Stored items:

-- Opening Marker --

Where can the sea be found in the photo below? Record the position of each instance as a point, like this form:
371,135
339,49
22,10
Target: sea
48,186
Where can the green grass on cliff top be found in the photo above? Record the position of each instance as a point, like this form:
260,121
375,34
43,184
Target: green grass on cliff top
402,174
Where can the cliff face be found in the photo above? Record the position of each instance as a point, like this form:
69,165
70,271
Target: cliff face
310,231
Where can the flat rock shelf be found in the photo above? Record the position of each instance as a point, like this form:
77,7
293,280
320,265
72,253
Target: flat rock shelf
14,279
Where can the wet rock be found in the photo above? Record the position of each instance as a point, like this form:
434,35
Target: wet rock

-- Closing Marker --

→ **Instructions for the task**
What is needed is an exact copy of the line containing "Target: sea" and each line after it, through the final line of the entries above.

→ **Exercise result**
Target: sea
48,186
Where can the green grass on cliff top be found in the photo above? Record the position of each instance as a point, like this form:
260,121
375,34
43,184
Target: green grass on cliff top
402,174
Where can the cliff face be found in the photo above? Record the position of each instance as a point, like this form:
69,165
70,271
Target: cliff face
310,231
Where can the flat rock shelf be found in the photo above? Record the position of each instance as a point, like this form:
77,7
293,280
320,265
72,253
Target: flat rock shelf
14,279
Where can the wet rock be found in the photo above? Record the position of each instance as a point, like this form:
434,35
Target: wet rock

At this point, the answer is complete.